When you find the line with "logo on banner and report the pixel coordinates." among the records below, reproduce it and each line after it exactly, ending with the line with "flowering bush and report the pixel coordinates.".

- _Working data_
####################
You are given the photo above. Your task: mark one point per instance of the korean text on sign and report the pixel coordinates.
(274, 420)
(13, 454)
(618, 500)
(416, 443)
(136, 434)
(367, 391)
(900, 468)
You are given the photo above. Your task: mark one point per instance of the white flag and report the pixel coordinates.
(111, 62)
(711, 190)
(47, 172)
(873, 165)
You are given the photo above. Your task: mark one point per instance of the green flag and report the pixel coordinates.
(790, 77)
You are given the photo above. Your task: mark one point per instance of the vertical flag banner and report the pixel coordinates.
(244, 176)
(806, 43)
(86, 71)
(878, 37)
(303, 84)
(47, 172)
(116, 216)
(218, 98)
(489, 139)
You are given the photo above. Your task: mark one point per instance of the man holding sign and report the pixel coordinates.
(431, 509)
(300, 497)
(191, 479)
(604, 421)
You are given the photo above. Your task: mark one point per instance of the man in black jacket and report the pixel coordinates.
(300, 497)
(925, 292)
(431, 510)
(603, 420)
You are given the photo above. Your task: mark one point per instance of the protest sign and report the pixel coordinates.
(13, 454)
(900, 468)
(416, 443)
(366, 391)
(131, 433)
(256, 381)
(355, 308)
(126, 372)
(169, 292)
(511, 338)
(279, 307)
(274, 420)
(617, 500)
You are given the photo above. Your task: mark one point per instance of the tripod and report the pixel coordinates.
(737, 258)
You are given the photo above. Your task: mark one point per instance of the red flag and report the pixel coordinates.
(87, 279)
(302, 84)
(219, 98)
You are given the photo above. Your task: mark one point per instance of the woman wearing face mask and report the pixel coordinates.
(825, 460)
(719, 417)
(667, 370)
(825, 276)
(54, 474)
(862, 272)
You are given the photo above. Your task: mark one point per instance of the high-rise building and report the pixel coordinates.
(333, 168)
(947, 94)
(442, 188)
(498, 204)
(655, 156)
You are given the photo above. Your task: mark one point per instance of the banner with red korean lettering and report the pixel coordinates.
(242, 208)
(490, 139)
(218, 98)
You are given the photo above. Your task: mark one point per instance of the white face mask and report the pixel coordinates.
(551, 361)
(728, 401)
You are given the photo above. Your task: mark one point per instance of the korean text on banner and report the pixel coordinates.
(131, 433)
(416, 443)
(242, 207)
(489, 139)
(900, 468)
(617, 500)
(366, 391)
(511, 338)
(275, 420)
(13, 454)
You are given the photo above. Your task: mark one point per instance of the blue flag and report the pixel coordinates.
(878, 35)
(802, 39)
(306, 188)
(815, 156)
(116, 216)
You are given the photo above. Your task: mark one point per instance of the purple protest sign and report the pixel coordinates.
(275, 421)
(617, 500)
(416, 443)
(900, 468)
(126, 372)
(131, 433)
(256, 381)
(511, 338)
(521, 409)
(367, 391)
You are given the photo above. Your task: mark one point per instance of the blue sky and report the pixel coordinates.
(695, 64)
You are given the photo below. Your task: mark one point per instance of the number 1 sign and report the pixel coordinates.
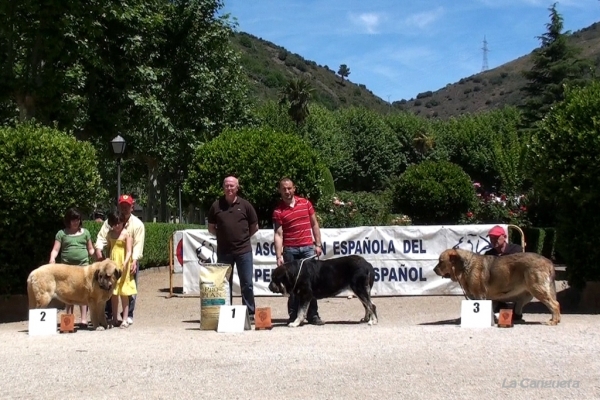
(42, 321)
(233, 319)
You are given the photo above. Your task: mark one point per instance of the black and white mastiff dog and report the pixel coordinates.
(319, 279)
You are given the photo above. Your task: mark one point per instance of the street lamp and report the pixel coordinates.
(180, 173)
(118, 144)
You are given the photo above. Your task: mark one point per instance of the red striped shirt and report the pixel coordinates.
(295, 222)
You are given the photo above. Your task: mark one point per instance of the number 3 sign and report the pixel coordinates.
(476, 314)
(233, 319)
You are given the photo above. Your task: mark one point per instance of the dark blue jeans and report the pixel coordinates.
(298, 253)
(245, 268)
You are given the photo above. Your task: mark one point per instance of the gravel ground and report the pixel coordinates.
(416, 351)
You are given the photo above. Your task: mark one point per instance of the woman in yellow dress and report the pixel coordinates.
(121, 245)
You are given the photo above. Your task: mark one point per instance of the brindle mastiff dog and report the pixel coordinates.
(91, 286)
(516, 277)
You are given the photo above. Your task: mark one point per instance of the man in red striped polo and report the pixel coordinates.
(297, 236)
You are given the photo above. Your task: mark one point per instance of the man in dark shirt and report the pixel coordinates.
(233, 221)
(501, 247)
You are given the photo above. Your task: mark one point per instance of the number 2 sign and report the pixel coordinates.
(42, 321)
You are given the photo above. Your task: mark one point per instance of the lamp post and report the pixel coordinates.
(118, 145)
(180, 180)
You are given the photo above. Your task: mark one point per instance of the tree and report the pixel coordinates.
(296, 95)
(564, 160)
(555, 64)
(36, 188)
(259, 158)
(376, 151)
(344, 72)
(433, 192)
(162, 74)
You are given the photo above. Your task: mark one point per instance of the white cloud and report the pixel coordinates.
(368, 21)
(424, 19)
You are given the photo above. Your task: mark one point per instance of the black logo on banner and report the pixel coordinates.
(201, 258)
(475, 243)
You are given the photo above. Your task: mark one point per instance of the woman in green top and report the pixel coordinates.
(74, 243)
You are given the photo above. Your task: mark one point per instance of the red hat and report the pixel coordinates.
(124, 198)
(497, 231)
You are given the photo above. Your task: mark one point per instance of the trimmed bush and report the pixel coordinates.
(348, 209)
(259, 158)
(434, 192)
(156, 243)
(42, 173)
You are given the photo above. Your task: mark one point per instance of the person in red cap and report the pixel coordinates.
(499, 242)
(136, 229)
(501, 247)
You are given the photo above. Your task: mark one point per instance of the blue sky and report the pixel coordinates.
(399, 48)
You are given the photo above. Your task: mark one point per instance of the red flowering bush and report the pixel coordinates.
####################
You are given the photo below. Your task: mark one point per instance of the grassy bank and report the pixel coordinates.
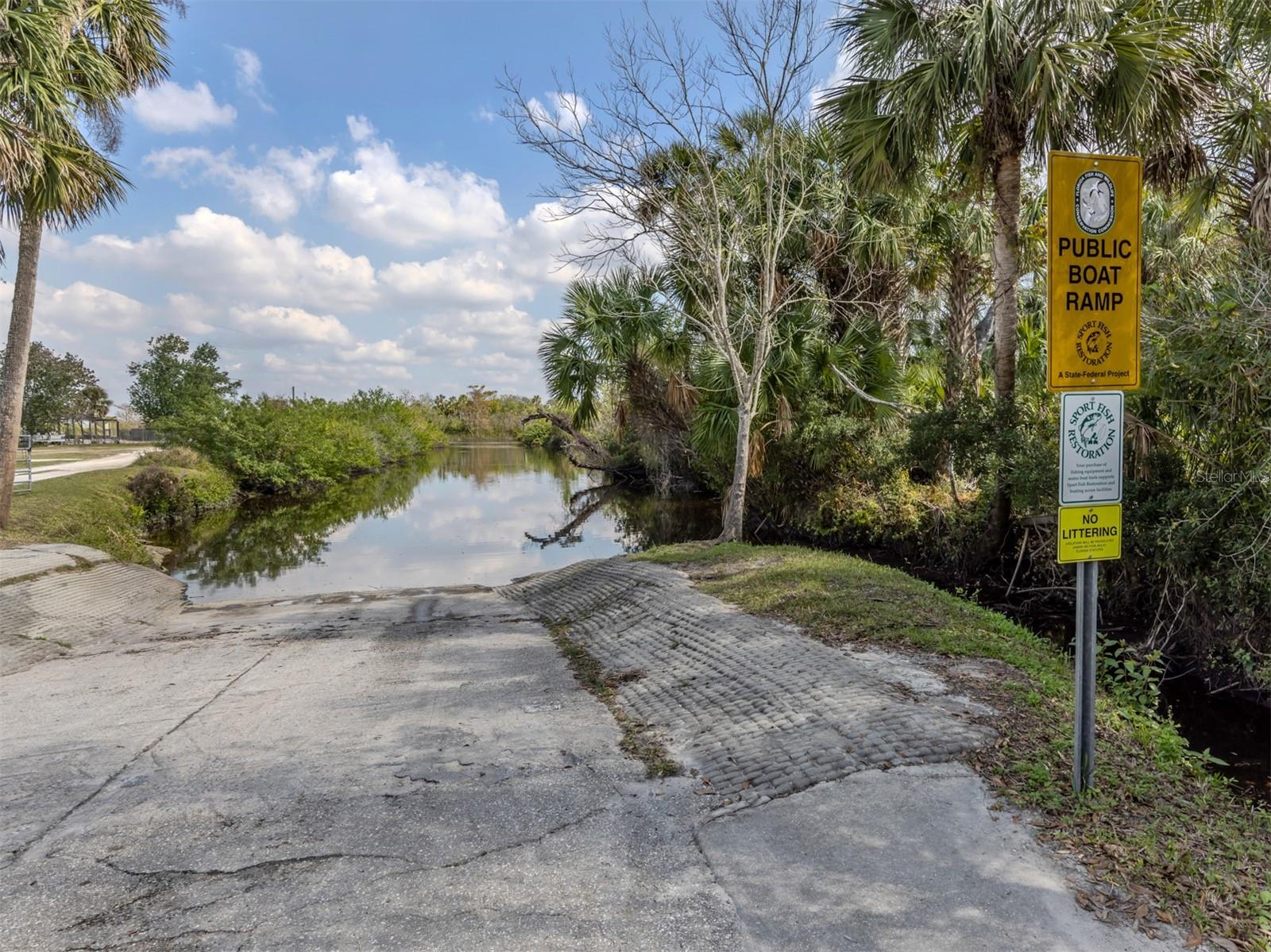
####################
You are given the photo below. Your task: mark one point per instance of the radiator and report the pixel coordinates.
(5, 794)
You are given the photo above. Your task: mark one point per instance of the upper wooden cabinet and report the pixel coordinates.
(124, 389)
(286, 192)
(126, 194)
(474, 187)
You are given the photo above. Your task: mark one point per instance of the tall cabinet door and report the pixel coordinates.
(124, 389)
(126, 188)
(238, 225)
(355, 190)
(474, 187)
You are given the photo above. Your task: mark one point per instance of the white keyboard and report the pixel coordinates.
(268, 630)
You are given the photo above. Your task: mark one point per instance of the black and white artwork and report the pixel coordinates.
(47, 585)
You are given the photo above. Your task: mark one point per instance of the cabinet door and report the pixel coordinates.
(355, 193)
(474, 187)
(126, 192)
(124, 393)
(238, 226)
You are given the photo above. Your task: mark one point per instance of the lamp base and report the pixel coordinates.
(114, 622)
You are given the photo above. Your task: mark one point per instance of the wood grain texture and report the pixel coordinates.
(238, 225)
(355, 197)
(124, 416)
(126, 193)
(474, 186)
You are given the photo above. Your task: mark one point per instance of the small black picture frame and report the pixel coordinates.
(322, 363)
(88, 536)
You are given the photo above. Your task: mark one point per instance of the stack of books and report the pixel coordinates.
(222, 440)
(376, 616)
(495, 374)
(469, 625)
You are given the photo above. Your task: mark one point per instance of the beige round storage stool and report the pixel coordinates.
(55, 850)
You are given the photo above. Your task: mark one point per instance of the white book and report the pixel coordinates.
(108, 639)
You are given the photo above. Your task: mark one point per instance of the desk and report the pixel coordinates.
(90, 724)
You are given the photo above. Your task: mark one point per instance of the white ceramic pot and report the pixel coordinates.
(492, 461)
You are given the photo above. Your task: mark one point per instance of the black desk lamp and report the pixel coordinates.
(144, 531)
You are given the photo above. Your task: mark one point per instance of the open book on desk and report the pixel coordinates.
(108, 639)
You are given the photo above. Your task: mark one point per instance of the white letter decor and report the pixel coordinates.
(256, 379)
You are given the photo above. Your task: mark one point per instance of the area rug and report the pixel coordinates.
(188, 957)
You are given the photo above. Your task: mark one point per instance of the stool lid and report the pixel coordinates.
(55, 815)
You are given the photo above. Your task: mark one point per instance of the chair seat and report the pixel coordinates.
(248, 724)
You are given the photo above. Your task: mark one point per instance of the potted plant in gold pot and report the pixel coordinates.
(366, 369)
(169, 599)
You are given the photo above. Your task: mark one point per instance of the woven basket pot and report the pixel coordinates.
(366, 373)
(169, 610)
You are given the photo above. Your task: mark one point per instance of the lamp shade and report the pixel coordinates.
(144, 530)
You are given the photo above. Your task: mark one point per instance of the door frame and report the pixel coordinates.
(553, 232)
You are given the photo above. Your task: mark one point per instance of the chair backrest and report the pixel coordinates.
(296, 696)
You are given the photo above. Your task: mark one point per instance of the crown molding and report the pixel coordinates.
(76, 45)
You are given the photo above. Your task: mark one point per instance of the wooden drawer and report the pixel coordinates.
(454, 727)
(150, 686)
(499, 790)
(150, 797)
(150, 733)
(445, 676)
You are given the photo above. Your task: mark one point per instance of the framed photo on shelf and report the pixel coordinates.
####################
- _Exercise solution_
You are given the photo above. Your task: mark one point per instance of the black logo on banner and report the pixel coordinates.
(201, 258)
(475, 243)
You are given the photo above. Your task: mark one point per instance of the woman in green top and report the pixel coordinates.
(74, 243)
You are given the photo above. Your task: mark one point per instance of the red hat and report the pixel coordinates.
(124, 198)
(497, 231)
You are given the photo above. Your task: mark one point per instance of the trimmed bush and report the pixel coordinates.
(348, 209)
(259, 158)
(434, 192)
(156, 243)
(42, 173)
You are given the photo above. Your task: mark one point per instance of the person in red cap and report the pixel coordinates.
(499, 242)
(136, 229)
(501, 247)
You are given the photo above. Your task: mark one point per instance of the blue sky and report the pixel coordinates.
(399, 48)
You are given the photo above. Your task: mark one point per instance of the red flowering bush and report the pixel coordinates.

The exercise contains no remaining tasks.